It's not as if people didn't already have reasons, fifty years ago, to go to that sunny peninsula. Sandy beaches, Daytona's hard sands and later stock car track; Cape Canaveral and Cocoa Beach where Tony the astronaut lived with Jeannie, Miami on south and Key West on along US 1 to the very not-so-bitter end.

Travis McGee had been warning us for years about some of the pressures already weighing down the Everglades and the Intracoastal Waterway; retirees had been fleeing south to Fort Lauderdale and beyond for a century, though The Villages were a few more years in the future.

But Walt Disney had a very different vision for central Florida, and a vision that he'd started with a couple decades earlier in southern California, but couldn't quite execute in full with control of the real estate around Disneyland.

WHAT YOU NEED TO DO:
**A)** Can you transcribe the Florida passage from "Travis McGee had" down to "estate around Disneyland."?
**B)** Summarize the Florida passage in two sentences.

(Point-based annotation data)
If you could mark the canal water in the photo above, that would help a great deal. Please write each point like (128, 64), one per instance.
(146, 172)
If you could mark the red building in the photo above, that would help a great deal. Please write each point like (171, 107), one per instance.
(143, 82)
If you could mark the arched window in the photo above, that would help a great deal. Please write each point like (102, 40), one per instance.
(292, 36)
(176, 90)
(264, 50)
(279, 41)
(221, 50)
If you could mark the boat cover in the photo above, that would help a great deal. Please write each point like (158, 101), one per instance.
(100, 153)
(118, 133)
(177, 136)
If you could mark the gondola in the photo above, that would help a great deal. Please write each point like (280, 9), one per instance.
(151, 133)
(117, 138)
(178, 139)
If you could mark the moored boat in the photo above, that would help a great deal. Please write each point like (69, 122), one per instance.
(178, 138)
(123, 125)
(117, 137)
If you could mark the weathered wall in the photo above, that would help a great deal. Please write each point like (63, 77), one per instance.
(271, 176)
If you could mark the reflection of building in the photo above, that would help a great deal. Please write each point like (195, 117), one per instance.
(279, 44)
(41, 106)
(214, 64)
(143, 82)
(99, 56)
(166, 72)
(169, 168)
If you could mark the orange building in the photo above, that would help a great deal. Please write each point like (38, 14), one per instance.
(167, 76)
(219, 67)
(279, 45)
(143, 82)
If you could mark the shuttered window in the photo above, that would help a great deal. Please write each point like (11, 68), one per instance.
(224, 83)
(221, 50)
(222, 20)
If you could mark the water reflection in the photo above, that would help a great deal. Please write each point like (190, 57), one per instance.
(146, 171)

ANSWERS GIVEN:
**A)**
Travis McGee had been warning us for years about some of the pressures already weighing down the Everglades and the Intracoastal Waterway; retirees had been fleeing south to Fort Lauderdale and beyond for a century, though The Villages were a few more years in the future.

But Walt Disney had a very different vision for central Florida, and a vision that he'd started with a couple decades earlier in southern California, but couldn't quite execute in full with control of the real estate around Disneyland.

**B)** Fifty years ago, people already had reasons to go to Florida, such as its beaches, Daytona, Cape Canaveral, Miami and Key West, and retirees had been heading south for a century. Walt Disney, however, had a very different vision for central Florida, one he had started decades earlier in southern California but couldn't fully execute there.